[The exercise] Count the lines of the listing below that contain the string "spectator". Reply with the number alone.

(Point annotation dataset records)

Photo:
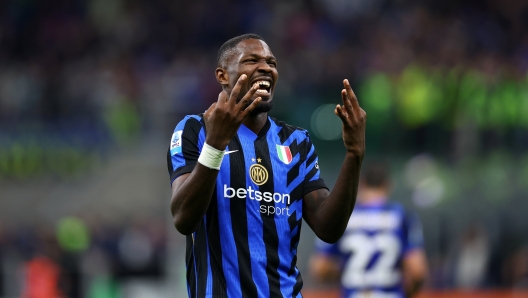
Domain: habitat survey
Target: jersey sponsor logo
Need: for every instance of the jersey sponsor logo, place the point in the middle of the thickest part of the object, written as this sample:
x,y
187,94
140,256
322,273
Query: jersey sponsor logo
x,y
258,174
176,142
284,154
253,194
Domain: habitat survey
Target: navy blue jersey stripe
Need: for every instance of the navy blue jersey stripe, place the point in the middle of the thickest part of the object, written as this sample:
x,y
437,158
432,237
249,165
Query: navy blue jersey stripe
x,y
270,230
215,249
239,220
227,238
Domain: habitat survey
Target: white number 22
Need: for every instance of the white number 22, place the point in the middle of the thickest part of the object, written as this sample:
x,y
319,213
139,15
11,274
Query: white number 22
x,y
363,248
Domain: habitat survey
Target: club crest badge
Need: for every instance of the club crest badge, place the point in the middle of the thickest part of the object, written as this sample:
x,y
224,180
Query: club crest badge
x,y
284,154
258,174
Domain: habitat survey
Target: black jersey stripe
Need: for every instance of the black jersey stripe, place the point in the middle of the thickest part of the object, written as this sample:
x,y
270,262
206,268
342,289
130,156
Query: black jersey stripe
x,y
239,221
200,244
190,136
298,286
215,249
270,229
191,267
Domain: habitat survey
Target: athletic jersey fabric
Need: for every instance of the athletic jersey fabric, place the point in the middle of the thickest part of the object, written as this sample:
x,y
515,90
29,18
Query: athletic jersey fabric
x,y
246,244
372,249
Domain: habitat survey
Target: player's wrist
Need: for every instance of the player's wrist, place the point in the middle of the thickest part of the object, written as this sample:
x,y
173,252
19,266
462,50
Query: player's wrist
x,y
211,157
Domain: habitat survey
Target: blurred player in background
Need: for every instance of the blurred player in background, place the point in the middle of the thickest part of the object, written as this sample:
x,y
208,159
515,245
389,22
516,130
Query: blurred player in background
x,y
381,252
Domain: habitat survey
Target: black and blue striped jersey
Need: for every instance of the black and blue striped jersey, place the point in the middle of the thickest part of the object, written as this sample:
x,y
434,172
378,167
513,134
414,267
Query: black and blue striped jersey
x,y
246,244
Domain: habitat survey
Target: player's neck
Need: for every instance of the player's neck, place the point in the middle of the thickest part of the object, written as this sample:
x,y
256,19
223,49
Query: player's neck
x,y
256,122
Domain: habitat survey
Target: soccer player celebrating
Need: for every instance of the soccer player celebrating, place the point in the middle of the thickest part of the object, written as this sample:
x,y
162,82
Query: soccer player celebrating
x,y
380,254
242,182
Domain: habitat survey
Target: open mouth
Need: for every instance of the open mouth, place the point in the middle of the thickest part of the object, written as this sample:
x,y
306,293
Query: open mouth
x,y
264,87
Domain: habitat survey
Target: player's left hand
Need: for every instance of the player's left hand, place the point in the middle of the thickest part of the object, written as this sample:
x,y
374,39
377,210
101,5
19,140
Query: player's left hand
x,y
354,121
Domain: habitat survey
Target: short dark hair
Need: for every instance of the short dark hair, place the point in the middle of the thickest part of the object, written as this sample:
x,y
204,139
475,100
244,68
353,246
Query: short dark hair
x,y
375,175
229,47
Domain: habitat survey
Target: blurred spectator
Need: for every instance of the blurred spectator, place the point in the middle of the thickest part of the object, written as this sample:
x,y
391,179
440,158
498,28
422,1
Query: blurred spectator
x,y
471,258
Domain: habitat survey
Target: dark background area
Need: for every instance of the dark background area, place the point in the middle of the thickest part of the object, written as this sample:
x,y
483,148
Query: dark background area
x,y
90,92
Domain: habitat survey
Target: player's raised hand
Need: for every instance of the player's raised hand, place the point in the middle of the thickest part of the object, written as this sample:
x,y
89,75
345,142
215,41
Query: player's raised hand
x,y
223,118
354,121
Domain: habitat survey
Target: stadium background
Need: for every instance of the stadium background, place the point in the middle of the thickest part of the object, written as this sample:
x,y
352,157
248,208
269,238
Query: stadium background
x,y
90,91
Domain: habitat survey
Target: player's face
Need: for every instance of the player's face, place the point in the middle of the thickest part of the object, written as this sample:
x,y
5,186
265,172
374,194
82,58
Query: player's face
x,y
254,59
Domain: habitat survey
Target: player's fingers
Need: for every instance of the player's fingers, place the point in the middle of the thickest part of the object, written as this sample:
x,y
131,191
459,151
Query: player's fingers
x,y
351,95
340,112
210,109
247,98
222,97
251,107
347,104
236,90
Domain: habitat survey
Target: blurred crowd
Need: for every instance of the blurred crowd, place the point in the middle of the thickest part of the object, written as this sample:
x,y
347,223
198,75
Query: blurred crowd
x,y
80,77
80,258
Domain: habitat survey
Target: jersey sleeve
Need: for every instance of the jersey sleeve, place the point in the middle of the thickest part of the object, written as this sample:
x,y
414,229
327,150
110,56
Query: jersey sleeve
x,y
413,234
312,179
185,146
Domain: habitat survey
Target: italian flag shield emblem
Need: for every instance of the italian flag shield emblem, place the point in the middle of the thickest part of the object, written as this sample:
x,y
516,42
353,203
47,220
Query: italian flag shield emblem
x,y
284,154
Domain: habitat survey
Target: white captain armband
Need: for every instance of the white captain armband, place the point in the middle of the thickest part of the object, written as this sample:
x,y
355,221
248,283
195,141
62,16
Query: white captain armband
x,y
211,157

[Solution for this task] 3